### HOW TO COMPLETE THIS TASK
Quote the material below exactly as written, from the first line to the line that holds "Where can the black chicken", endpoints included.

EXERCISE INPUTS section start

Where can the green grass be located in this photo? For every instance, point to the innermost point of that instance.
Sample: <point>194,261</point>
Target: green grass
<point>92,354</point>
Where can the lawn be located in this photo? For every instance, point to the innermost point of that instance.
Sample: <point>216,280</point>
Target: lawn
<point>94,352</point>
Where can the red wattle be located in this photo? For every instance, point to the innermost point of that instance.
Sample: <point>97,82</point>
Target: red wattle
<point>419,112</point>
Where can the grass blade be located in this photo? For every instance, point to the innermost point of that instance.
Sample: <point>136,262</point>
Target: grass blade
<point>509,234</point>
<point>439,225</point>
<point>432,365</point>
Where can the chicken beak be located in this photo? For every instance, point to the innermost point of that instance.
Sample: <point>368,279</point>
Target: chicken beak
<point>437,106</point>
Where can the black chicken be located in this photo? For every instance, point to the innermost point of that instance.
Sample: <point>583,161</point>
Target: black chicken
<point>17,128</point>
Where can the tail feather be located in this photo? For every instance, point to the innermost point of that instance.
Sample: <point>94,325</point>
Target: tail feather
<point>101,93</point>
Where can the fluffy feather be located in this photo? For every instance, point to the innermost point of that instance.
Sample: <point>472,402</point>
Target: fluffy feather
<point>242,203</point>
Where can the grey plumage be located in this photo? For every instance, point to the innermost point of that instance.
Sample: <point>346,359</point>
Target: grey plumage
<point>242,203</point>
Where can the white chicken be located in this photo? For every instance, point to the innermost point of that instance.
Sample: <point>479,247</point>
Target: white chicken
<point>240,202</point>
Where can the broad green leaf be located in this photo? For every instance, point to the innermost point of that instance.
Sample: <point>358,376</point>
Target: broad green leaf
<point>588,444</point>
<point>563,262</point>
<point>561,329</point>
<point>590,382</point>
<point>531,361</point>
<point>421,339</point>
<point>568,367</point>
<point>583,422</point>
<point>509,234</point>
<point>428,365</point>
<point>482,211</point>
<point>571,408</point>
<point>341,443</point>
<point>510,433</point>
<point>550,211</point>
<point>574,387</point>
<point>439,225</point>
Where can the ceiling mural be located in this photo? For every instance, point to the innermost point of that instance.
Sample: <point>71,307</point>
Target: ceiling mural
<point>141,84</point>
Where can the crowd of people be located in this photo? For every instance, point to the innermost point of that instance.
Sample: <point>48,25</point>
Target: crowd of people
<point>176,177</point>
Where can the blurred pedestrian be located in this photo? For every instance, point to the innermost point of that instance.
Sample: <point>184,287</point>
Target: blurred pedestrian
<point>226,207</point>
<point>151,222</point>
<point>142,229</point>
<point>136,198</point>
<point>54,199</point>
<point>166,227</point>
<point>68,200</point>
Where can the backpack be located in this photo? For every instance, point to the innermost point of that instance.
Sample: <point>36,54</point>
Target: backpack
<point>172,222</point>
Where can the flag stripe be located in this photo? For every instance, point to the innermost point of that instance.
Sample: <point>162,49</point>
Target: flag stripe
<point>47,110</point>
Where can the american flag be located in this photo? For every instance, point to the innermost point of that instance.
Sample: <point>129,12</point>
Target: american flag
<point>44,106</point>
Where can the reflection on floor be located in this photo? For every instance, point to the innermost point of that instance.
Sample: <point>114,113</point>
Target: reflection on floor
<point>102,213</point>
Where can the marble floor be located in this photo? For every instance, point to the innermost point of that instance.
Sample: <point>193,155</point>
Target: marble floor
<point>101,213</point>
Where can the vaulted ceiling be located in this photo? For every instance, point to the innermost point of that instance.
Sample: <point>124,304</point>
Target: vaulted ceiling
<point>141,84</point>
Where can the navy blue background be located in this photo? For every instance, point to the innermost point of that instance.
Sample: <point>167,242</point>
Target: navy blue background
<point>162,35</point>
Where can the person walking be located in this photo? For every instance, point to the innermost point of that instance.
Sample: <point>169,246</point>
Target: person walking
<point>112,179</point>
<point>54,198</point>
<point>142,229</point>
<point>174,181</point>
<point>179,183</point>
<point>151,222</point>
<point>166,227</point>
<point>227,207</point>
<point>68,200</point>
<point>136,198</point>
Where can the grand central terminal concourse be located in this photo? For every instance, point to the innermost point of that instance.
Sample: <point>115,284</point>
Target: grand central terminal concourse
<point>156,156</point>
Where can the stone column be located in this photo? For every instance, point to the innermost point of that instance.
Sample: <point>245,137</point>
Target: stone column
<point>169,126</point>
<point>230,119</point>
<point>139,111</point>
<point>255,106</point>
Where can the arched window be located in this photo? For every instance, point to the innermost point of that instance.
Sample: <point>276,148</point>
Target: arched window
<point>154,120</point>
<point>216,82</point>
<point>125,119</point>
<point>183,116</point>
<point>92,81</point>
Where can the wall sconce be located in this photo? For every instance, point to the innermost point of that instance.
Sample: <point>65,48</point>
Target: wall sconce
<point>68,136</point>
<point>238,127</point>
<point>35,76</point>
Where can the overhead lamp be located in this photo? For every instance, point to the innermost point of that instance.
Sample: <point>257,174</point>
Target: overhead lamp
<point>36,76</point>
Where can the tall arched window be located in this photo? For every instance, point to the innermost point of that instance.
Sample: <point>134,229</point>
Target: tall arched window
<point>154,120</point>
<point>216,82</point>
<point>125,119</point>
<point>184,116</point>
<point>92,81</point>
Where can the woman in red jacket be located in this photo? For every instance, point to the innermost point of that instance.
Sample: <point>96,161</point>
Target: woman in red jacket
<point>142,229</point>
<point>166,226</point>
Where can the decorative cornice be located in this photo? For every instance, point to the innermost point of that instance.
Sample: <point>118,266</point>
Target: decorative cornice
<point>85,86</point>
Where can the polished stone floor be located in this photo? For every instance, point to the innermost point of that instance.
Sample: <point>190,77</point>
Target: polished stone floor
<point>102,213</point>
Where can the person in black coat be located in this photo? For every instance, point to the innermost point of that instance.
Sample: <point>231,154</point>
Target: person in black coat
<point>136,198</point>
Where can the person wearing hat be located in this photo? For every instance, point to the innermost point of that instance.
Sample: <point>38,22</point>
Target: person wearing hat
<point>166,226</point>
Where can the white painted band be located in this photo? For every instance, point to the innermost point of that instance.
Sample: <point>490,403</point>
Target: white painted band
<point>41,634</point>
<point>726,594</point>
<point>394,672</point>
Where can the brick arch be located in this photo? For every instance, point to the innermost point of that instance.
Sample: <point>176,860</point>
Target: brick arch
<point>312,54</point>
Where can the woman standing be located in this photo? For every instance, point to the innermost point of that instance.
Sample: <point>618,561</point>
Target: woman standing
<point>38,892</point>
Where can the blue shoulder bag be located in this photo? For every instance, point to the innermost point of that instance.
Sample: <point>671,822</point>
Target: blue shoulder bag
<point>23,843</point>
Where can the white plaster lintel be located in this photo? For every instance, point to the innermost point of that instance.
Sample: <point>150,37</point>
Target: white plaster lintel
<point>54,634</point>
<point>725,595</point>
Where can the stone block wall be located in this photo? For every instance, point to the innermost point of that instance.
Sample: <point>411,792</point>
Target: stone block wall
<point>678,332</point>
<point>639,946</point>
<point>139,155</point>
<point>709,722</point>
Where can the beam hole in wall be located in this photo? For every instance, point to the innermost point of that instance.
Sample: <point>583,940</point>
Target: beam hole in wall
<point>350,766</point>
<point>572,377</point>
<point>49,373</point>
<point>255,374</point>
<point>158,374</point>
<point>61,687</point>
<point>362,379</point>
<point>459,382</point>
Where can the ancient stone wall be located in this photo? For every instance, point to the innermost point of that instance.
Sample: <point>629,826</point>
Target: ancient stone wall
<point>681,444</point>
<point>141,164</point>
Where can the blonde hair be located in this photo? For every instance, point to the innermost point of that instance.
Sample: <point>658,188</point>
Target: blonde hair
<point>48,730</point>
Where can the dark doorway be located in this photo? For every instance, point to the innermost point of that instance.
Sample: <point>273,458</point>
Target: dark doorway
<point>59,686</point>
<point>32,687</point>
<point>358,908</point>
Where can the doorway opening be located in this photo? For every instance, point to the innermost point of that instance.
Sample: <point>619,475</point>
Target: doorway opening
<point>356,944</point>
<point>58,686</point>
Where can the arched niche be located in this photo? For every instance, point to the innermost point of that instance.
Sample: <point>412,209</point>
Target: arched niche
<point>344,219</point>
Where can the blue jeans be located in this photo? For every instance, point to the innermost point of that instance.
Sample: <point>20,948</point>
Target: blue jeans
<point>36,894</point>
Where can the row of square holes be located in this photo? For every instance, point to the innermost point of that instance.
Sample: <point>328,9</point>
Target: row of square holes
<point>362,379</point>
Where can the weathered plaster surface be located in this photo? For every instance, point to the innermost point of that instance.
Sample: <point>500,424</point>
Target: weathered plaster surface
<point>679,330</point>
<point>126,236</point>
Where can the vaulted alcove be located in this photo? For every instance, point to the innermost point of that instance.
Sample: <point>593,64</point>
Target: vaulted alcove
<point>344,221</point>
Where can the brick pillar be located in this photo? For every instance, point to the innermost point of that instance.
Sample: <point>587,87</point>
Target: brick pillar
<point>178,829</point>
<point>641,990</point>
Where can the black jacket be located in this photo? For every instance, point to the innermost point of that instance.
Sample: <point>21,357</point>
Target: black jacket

EXERCISE INPUTS section end

### EXERCISE SOLUTION
Where can the green grass be located in this photo? For every instance, point to the innermost point of that instance.
Sample: <point>194,261</point>
Target: green grass
<point>92,354</point>
Where can the lawn be located in this photo? For every instance, point to the innermost point of that instance.
Sample: <point>216,280</point>
Target: lawn
<point>94,352</point>
Where can the red wattle be located in this photo? For every instance, point to the innermost point of that instance.
Sample: <point>97,82</point>
Target: red wattle
<point>419,112</point>
Where can the grass blade be located in this photo? For every instance, point to the innermost point of that instance.
Sample: <point>136,262</point>
Target: grass blade
<point>509,234</point>
<point>439,225</point>
<point>432,365</point>
Where can the chicken beak be located in this photo? For every instance, point to the innermost point of that instance.
Sample: <point>368,279</point>
Target: chicken beak
<point>437,106</point>
Where can the black chicken be located in this photo? For every instance, point to the innermost point of that instance.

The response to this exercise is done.